→ **GIVEN PASSAGE**:
Op-Ed: The Yates County Collaboration


For political conservatives, Yates County, New York lies deep behind enemy lines. 

Situated in the west-central part of a state that has featured some of the most heated battles between modern conservatism and liberalism, the county seems a highly unlikely place to find a reassuring example of inter-party collaboration. But that is exactly what happened last month.

July’s final day found Yates County’s Democratic and Republican committees co-sponsoring a free concert on Yates County’s Court Yard Lawn, featuring Beatles cover band Mr. Mustard. Flying in the face of rhetoric spewing from both extremes of the political divide, Yates County’s adversarial political rivals, for an evening, buried their hatchets and offered Yates County citizens of all political persuasions an opportunity to come together, enjoy some good music and good food, and interact with each other in a non-threatening and non-political way…despite the clear understanding that the event was sponsored by political parties.

And yes, this happened in 2019.

In the white-hot furnace of modern politics, Yates County Republicans and Democrats, through their act of social collaboration, effectively showed the rest of the nation that a cool, refreshing political breeze can still blow despite the best efforts on the part of the extremes of both parties to crank that furnace ever higher.

As cool as the festivities that took place in Yates County, New York on the evening of July 31 surely were, the most refreshing and hopeful aspects of that evening occurred in the earliest stages of the event’s planning. 

Such events don’t just magically happen. Many logistical elements and much communication must happen before an event of any size can spring to life. There must first be the desire. Then comes the willingness. Then come the magic and beauty. The beauty of the Yates County collaboration is that someone from both parties was willing to ignore the rhetoric of a political discourse gone hopelessly off the rails, reach out in good faith to counterparts on the other side of the political divide, and decide to do something for the greater, non-political good.

→ **REQUIRED TASK 1**: Count the lines in the records below that contain the word "horse". Reply with the number only.

→ **LISTING**:

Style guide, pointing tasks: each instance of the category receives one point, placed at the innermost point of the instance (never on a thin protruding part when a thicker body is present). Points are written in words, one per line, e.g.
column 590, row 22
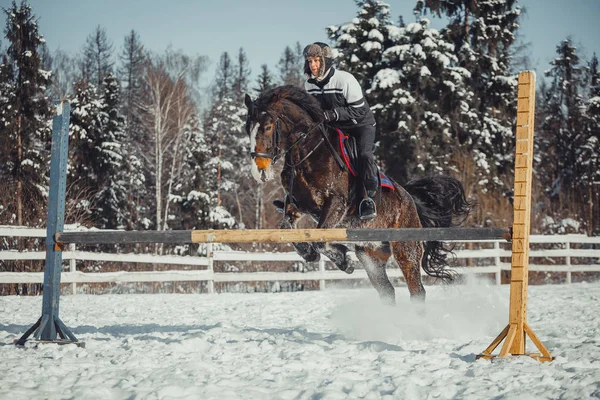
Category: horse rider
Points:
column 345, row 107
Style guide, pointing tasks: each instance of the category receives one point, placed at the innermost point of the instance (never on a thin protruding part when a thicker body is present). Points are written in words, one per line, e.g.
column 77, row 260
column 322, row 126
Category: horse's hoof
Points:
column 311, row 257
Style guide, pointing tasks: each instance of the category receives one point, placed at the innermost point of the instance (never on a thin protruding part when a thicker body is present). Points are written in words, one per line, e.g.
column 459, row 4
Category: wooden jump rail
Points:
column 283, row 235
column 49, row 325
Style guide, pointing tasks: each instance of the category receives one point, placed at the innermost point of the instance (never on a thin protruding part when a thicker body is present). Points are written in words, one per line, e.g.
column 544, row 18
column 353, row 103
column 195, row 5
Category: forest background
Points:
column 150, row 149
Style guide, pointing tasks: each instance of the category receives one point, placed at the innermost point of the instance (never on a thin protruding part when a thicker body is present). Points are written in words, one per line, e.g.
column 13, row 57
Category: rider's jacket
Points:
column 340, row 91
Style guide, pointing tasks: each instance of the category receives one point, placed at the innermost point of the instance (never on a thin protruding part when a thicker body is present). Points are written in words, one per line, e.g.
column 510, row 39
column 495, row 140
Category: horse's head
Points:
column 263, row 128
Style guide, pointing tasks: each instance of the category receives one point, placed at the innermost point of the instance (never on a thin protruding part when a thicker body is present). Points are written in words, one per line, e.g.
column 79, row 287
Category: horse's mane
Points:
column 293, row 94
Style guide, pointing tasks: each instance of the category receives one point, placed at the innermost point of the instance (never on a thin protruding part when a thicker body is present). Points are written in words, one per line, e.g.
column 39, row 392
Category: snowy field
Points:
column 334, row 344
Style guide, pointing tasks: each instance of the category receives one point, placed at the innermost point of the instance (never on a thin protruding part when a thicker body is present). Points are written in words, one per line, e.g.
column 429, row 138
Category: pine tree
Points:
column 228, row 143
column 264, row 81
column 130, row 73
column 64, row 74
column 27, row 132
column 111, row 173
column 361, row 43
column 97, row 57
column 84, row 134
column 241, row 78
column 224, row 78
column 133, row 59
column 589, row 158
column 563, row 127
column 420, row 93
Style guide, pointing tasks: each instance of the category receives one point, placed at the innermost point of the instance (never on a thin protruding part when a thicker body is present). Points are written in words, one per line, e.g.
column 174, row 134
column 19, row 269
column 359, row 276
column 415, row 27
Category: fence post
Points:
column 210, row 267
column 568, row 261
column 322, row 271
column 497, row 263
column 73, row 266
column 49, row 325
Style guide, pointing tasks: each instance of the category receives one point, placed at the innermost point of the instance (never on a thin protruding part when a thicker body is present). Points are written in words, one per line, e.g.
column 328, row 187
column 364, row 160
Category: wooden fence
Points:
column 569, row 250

==

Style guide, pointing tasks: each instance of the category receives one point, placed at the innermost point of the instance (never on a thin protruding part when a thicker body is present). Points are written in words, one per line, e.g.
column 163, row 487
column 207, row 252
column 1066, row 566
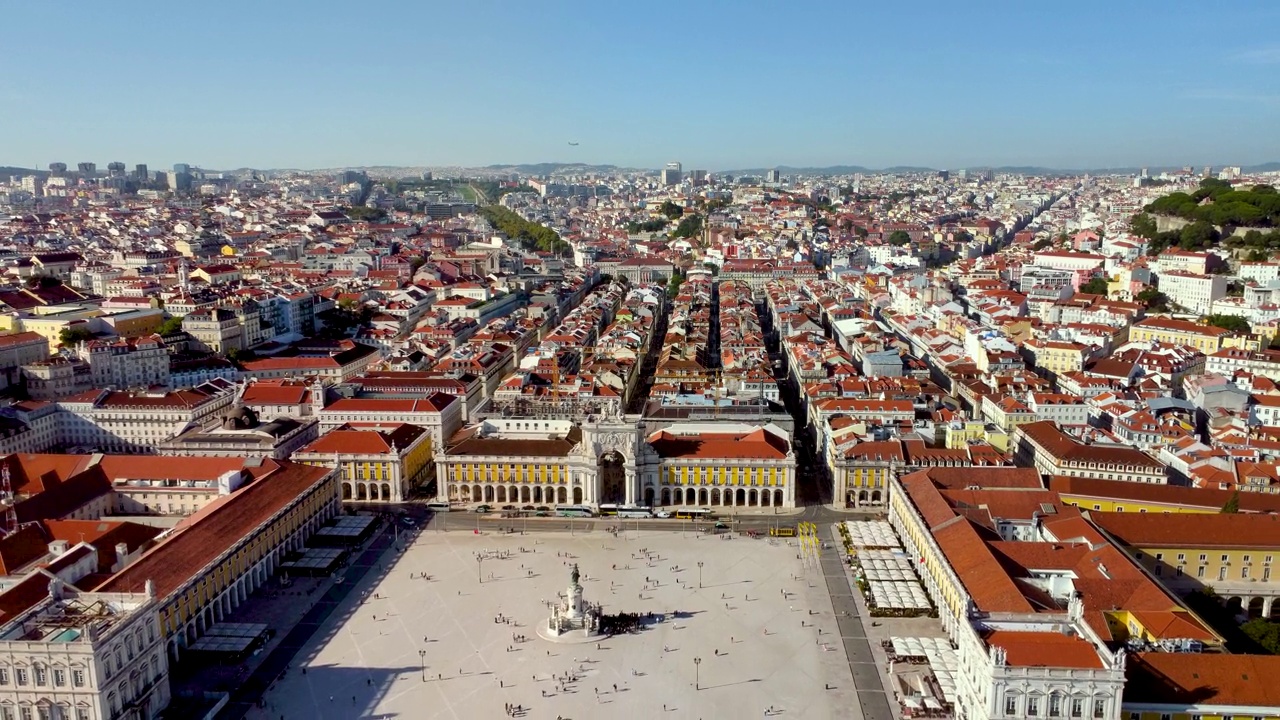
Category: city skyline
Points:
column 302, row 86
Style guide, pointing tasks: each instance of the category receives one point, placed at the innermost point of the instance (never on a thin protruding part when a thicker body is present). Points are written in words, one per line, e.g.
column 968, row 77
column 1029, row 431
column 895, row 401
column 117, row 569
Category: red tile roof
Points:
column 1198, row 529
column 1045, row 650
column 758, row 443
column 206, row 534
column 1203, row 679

--

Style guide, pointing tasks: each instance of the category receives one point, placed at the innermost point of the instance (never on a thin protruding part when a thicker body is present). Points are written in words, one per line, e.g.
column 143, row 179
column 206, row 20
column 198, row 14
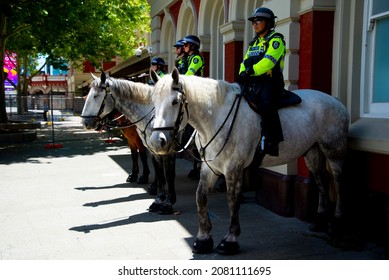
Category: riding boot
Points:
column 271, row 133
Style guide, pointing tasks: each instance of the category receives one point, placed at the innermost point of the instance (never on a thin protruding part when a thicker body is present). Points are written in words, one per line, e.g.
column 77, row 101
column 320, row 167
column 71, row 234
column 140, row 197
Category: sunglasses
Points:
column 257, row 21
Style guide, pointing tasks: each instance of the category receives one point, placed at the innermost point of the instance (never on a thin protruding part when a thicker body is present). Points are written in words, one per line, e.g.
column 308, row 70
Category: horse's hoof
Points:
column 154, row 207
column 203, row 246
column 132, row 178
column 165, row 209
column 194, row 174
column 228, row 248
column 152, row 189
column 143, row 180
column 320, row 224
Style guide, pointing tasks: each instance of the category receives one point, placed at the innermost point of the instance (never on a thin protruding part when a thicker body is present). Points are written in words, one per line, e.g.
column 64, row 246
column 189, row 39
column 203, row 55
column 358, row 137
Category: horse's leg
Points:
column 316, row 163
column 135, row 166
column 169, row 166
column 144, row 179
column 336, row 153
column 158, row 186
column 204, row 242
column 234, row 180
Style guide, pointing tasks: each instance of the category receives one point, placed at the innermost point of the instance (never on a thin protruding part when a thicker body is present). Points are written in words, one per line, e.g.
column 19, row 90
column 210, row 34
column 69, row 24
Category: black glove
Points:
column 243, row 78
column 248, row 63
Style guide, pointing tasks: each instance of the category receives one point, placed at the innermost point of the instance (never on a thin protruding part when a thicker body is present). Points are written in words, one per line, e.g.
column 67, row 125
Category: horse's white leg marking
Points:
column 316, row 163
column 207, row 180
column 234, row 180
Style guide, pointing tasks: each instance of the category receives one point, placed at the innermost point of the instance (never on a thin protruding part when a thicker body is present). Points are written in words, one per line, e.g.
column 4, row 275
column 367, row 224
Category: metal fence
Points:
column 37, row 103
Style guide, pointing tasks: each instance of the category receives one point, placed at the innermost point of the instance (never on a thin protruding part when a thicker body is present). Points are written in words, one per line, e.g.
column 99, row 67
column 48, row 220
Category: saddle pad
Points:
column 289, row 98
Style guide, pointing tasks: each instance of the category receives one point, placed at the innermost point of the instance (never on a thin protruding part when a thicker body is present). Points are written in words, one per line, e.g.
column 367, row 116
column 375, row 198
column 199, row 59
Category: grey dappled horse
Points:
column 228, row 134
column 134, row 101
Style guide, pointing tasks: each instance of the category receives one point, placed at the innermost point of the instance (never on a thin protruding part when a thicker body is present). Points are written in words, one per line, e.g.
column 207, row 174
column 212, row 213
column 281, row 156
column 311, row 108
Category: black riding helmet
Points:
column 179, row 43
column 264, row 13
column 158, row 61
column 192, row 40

→ **REQUIRED TASK 2**: In the Yates County collaboration op-ed, which band played at the free concert on the Court Yard Lawn?

→ **WRITTEN RESPONSE 1**: 8

→ **WRITTEN RESPONSE 2**: Mr. Mustard, a Beatles cover band.